**Document excerpt**
★ ★ ★ ★ ★

Whether or not you’re incarcerated doesn’t make you less hurt. Whether or not your incarcerated doesn’t make someone else less hurt either. In these basic ways, incarceration does not impact personal injury law or what will happen as the result of a civil or criminal personal injury case. Where there are differences, though, boils down to logistics and the specifics of each situation. If you or someone you love is involved in a personal injury case where someone is incarcerated, read on for more information on how things may play out.
The severity of the Situation
There is a major difference between criminal and civil law. Even in the area of personal injury, cases become criminal when there is alleged wrongdoing by one party that could have been avoided. While most personal injury suits are civil, they can also turn criminal; leaving the defendant eventually incarcerated or at least in the system.
A workplace injury like the kind you’d seek help from WIN Injury Network for is much different than the type of personal injury claim a person could face when criminal charges are involved. For accidental situations that cause injuries to a person, most cases are settled out of court and through civil suits. These settlements often involve agreements by both the plaintiff and defendant on who will be responsible for medical care for the hurt person or persons. In this way, a civil lawsuit is much different than a criminal suit. Not only does it not mean jail, but generally has a lower burden of proof.
Where things get more serious and could involve incarceration or years of being caught in the criminal justice system on probation is when an injury is caused either intentionally or through negligence. Maybe you’ve been charged with wrongful death after a DUI charge and fatal car accident. Maybe a loved one is incarcerated in the criminal justice system awaiting a verdict after a criminal charge of physical harm to another involving negligence. The first step is to get a good lawyer. If you or someone you love has been charged with a crime and cannot afford a lawyer, in the United States, the court will appoint one for you. While your criminal charges and freedom are at risk, bear in mind that you could also be sued on the civil level as well. One does not replace the other. In general, the rule is the worse the injury, the more serious the case, jail time, and ultimate fines or restitution.

★ ★ ★ ★ ★

Data entries:
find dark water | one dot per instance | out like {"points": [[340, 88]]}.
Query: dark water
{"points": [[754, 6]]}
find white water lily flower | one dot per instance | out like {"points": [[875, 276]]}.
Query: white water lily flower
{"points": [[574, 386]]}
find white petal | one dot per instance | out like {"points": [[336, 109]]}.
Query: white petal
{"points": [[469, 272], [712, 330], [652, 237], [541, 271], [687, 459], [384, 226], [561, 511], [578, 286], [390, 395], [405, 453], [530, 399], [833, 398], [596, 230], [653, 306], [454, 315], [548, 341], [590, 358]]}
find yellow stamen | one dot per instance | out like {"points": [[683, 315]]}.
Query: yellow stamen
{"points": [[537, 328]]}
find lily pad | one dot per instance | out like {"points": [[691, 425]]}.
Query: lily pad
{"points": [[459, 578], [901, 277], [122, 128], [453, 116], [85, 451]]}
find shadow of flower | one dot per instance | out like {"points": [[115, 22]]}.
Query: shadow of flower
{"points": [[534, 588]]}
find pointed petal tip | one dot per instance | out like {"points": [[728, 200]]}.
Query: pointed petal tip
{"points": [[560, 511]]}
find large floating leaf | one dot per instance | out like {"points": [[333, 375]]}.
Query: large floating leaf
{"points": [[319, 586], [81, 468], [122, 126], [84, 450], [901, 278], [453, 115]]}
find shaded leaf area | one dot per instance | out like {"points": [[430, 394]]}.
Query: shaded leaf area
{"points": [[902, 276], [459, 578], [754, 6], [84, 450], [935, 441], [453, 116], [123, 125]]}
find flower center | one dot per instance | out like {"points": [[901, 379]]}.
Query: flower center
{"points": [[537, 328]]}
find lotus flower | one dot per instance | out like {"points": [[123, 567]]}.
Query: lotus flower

★ ★ ★ ★ ★

**Exercise tasks**
1 – In the article on incarceration and personal injury law, what happens in the United States when someone charged with a crime cannot afford a lawyer?
2 – Reproduce the passage from the article on incarceration and personal injury law, starting with "Whether or not you’re" and going on through "may play out.".

**Results**
1 – The court appoints a lawyer for them.

2 –
Whether or not you’re incarcerated doesn’t make you less hurt. Whether or not your incarcerated doesn’t make someone else less hurt either. In these basic ways, incarceration does not impact personal injury law or what will happen as the result of a civil or criminal personal injury case. Where there are differences, though, boils down to logistics and the specifics of each situation. If you or someone you love is involved in a personal injury case where someone is incarcerated, read on for more information on how things may play out.